**Exercise requirements**
Repeat every record below exactly as it appears.

Data items
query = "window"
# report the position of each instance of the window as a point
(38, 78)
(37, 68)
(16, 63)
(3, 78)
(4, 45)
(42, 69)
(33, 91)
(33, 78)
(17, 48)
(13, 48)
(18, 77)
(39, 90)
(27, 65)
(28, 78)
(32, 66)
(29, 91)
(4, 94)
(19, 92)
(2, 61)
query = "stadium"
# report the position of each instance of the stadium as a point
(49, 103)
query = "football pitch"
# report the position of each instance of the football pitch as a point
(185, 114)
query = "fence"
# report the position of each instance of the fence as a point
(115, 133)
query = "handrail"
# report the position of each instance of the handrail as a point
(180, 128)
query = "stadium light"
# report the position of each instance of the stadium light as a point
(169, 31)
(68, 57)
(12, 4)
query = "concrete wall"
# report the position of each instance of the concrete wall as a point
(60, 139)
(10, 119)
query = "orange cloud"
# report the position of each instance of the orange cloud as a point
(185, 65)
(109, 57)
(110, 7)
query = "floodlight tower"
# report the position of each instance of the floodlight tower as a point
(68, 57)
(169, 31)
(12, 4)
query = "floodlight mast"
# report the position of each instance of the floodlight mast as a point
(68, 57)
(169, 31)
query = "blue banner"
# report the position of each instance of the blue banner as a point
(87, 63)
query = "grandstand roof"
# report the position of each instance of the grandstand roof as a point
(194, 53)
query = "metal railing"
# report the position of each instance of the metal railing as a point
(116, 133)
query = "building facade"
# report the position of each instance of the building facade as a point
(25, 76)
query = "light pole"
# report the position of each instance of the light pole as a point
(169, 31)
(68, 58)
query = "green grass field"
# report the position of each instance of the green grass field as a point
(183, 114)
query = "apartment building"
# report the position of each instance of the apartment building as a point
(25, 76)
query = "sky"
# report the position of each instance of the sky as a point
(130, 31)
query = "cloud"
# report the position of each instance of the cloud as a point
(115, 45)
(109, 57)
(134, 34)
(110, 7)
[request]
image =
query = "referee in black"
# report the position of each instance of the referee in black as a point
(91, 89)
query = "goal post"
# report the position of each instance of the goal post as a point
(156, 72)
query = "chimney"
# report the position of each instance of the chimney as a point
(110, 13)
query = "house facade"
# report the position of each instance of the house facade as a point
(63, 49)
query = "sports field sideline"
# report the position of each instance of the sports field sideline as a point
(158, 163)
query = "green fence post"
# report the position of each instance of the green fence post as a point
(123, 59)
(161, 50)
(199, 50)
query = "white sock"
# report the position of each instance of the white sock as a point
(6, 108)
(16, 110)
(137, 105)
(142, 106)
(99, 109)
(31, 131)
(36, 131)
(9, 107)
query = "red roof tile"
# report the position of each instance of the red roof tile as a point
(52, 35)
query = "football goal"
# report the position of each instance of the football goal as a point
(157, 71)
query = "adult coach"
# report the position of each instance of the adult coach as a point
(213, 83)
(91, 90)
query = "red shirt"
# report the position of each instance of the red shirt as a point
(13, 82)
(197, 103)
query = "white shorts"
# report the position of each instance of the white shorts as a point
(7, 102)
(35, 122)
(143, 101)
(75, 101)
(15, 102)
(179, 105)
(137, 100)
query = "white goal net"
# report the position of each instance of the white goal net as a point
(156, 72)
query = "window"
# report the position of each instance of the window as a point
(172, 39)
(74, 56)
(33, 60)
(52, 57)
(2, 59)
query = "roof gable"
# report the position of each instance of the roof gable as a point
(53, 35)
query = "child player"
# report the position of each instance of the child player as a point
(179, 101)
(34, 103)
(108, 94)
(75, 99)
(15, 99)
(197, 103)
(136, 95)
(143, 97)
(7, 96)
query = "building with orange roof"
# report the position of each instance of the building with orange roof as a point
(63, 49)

**Task response**
query = "window"
# report the position of each instance of the window as a point
(38, 78)
(37, 68)
(16, 63)
(3, 78)
(4, 45)
(42, 69)
(33, 91)
(33, 78)
(17, 48)
(13, 48)
(18, 77)
(39, 90)
(27, 65)
(28, 78)
(32, 66)
(29, 91)
(4, 94)
(19, 92)
(2, 61)
query = "stadium"
# report the position of each instance of the stadium as a point
(49, 103)
query = "football pitch"
# report the position of each instance of the football pitch as a point
(185, 114)
query = "fence"
# report the position of each instance of the fence as a point
(115, 133)
query = "handrail"
# report the position of each instance of the handrail as a point
(180, 128)
query = "stadium light"
# report the position of each instance of the stadium light as a point
(169, 31)
(68, 57)
(12, 4)
query = "concrete wall"
# report the position of each instance of the concrete wall as a point
(60, 139)
(10, 119)
query = "orange cloud"
# report the position of each instance of the orange cloud as a point
(185, 65)
(109, 57)
(110, 7)
query = "floodlight tower"
# report the position of each instance of the floodlight tower as a point
(68, 57)
(169, 31)
(12, 4)
query = "floodlight mast"
# report the position of each instance of the floodlight mast as a point
(68, 57)
(169, 31)
query = "blue banner"
# report the position of each instance of the blue banner as a point
(87, 63)
query = "grandstand roof"
# report the position of each instance of the grandstand roof as a point
(194, 53)
query = "metal railing"
# report the position of each instance of the metal railing as a point
(116, 133)
query = "building facade"
# report the position of each instance of the building facade as a point
(25, 76)
query = "light pole"
# report the position of each instance of the light pole as a point
(169, 31)
(68, 58)
query = "green grass field"
# report the position of each instance of the green grass field as a point
(183, 114)
query = "apartment building"
# report the position of each instance of the apartment building as a point
(25, 76)
query = "sky"
# report the position of each instance of the sky as a point
(130, 31)
query = "cloud"
# report the position of each instance of the cloud as a point
(115, 45)
(109, 57)
(134, 34)
(110, 7)
[request]
image =
query = "referee in black"
# report the position of each instance of the referee in black as a point
(91, 89)
query = "goal post"
# report the position of each instance of the goal post as a point
(156, 72)
query = "chimney"
# report the position of each instance of the chimney as a point
(110, 13)
query = "house facade"
# report the position of each instance of the house facade as a point
(63, 49)
query = "sports field sideline"
# report the position of each instance of the sports field sideline as a point
(158, 163)
query = "green fence post"
# report the position of each instance of the green fence post as a point
(123, 59)
(161, 50)
(199, 50)
query = "white sock"
# report the position of each instance of the white sock as a point
(6, 108)
(16, 110)
(137, 105)
(142, 106)
(99, 109)
(31, 131)
(36, 131)
(9, 107)
query = "red roof tile"
# report the position of each instance of the red roof tile as a point
(52, 35)
query = "football goal"
# report the position of each instance of the football goal as a point
(157, 71)
query = "adult coach"
# report the position of each instance of the adult coach as a point
(213, 83)
(91, 90)
query = "red shirt"
# report the position of each instance of the red shirt as a point
(13, 82)
(197, 103)
query = "white shorts"
# report the position of each instance of the white shorts as a point
(7, 102)
(35, 122)
(143, 101)
(75, 101)
(15, 102)
(179, 105)
(137, 100)
query = "white goal net"
# report the position of each instance of the white goal net as a point
(156, 72)
query = "window"
# report the position of each instance of the window as a point
(172, 39)
(74, 56)
(33, 60)
(52, 57)
(2, 59)
query = "roof gable"
# report the position of each instance of the roof gable as a point
(53, 35)
query = "child player"
# report the position of each instance of the child player as a point
(179, 101)
(34, 103)
(108, 94)
(75, 99)
(15, 99)
(197, 103)
(136, 95)
(143, 97)
(7, 96)
query = "building with orange roof"
# report the position of each instance of the building with orange roof as a point
(63, 49)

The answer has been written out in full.